BEGIN Dataset entries
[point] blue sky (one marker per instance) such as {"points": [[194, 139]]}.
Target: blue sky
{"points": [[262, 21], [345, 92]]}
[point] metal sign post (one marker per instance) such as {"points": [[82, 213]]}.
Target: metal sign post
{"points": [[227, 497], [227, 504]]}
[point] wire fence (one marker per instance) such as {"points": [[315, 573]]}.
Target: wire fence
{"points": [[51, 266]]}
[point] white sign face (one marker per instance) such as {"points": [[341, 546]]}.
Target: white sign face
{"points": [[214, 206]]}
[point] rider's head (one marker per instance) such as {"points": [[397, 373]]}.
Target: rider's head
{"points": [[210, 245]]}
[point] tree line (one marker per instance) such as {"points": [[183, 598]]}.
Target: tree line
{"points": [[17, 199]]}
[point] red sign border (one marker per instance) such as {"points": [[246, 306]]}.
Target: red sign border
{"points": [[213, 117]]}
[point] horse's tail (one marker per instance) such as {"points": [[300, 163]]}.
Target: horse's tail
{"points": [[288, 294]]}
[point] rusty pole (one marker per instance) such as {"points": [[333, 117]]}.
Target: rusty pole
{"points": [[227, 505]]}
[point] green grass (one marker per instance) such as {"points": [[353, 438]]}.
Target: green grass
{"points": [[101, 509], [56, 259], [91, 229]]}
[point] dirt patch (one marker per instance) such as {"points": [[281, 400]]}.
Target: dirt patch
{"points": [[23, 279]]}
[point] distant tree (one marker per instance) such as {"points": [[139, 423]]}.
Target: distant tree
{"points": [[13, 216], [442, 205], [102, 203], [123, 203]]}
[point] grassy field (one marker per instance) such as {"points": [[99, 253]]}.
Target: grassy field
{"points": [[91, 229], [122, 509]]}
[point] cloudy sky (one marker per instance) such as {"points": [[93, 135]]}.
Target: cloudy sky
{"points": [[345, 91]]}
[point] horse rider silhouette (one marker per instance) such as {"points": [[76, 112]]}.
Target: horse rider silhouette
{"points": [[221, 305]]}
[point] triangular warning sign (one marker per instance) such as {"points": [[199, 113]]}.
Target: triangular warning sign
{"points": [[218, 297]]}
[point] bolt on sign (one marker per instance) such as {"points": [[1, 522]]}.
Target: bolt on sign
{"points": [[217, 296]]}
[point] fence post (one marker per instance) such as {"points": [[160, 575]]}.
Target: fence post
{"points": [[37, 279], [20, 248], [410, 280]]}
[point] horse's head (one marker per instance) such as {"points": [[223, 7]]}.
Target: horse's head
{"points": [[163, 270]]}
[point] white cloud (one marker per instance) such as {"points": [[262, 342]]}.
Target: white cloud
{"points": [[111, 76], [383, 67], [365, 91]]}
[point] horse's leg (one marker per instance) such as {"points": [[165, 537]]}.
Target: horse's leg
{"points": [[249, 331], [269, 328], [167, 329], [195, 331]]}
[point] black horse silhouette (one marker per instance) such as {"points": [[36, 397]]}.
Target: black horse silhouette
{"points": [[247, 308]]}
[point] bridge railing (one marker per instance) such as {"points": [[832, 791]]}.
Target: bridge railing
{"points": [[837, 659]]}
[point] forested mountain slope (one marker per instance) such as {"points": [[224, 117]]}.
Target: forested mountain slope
END Dataset entries
Exercise description:
Render every one of the rows above as a numbered list, omitting any blank lines.

Problem solution:
1. [point] blue sky (one marker per instance) such as {"points": [[194, 139]]}.
2. Target: blue sky
3. {"points": [[262, 21], [345, 92]]}
4. [point] metal sign post (one marker per instance) such as {"points": [[82, 213]]}.
5. Target: metal sign post
6. {"points": [[227, 497], [227, 504]]}
7. [point] wire fence (one marker per instance) such as {"points": [[315, 573]]}.
8. Target: wire fence
9. {"points": [[51, 266]]}
10. [point] white sign face (one marker per instance) such as {"points": [[341, 546]]}.
11. Target: white sign face
12. {"points": [[214, 206]]}
13. [point] rider's head (one marker per instance) such as {"points": [[397, 373]]}.
14. Target: rider's head
15. {"points": [[210, 245]]}
16. [point] tree line (one marker per instance) such as {"points": [[183, 598]]}.
17. Target: tree line
18. {"points": [[17, 199]]}
19. [point] red sign border (one marker per instance) such as {"points": [[246, 306]]}.
20. Target: red sign border
21. {"points": [[213, 117]]}
22. [point] horse's tail (one marker per instance) such as {"points": [[300, 163]]}.
23. Target: horse's tail
24. {"points": [[288, 294]]}
25. [point] rusty pole (one marker per instance) such as {"points": [[333, 117]]}.
26. Target: rusty pole
27. {"points": [[227, 505]]}
28. [point] green grass (one marker per instance) such as {"points": [[353, 438]]}.
29. Target: green grass
30. {"points": [[101, 509], [56, 259], [91, 229]]}
31. [point] dirt patch (one marker per instance) such as {"points": [[281, 400]]}.
32. Target: dirt patch
33. {"points": [[23, 279]]}
34. [point] distant tree (one marker per instance) such as {"points": [[139, 423]]}.
35. Target: distant tree
36. {"points": [[13, 216], [442, 205], [102, 203], [123, 203]]}
37. [point] grassy field (one marker per instance) such as {"points": [[99, 253]]}.
38. Target: grassy field
39. {"points": [[91, 229], [122, 509]]}
40. [point] cloudy sky (one marker per instance) such as {"points": [[93, 135]]}.
41. Target: cloudy sky
42. {"points": [[345, 91]]}
43. [point] horse rider silhouette (one marker per instance) such as {"points": [[76, 112]]}.
44. Target: horse rider silhouette
45. {"points": [[221, 305]]}
46. [point] triangular warning sign (one marker per instance) such as {"points": [[199, 113]]}.
47. Target: triangular warning sign
48. {"points": [[218, 297]]}
49. [point] bolt on sign (one marker per instance) such as {"points": [[1, 522]]}.
50. Target: bolt on sign
51. {"points": [[217, 296]]}
52. [point] fence post (one marker per instance) such as {"points": [[160, 575]]}.
53. Target: fence post
54. {"points": [[37, 279], [20, 248], [410, 280]]}
55. [point] horse's head (one marker per instance) such as {"points": [[223, 7]]}.
56. Target: horse's head
57. {"points": [[163, 270]]}
58. [point] white cloud (one marker per instance) such as {"points": [[262, 342]]}.
59. Target: white cloud
60. {"points": [[111, 76], [383, 67], [365, 91]]}
61. [point] horse's leg (one marker per instance) such as {"points": [[165, 537]]}.
62. Target: horse's leg
63. {"points": [[249, 331], [269, 328], [167, 329], [195, 331]]}
64. [point] black horse silhouette (one marker per instance) such as {"points": [[36, 397]]}.
65. Target: black horse silhouette
66. {"points": [[247, 308]]}
67. [point] bridge railing (one marker per instance) such as {"points": [[832, 791]]}.
68. Target: bridge railing
69. {"points": [[837, 659]]}
70. [point] forested mountain slope (one marker per instance) such as {"points": [[224, 117]]}.
71. Target: forested mountain slope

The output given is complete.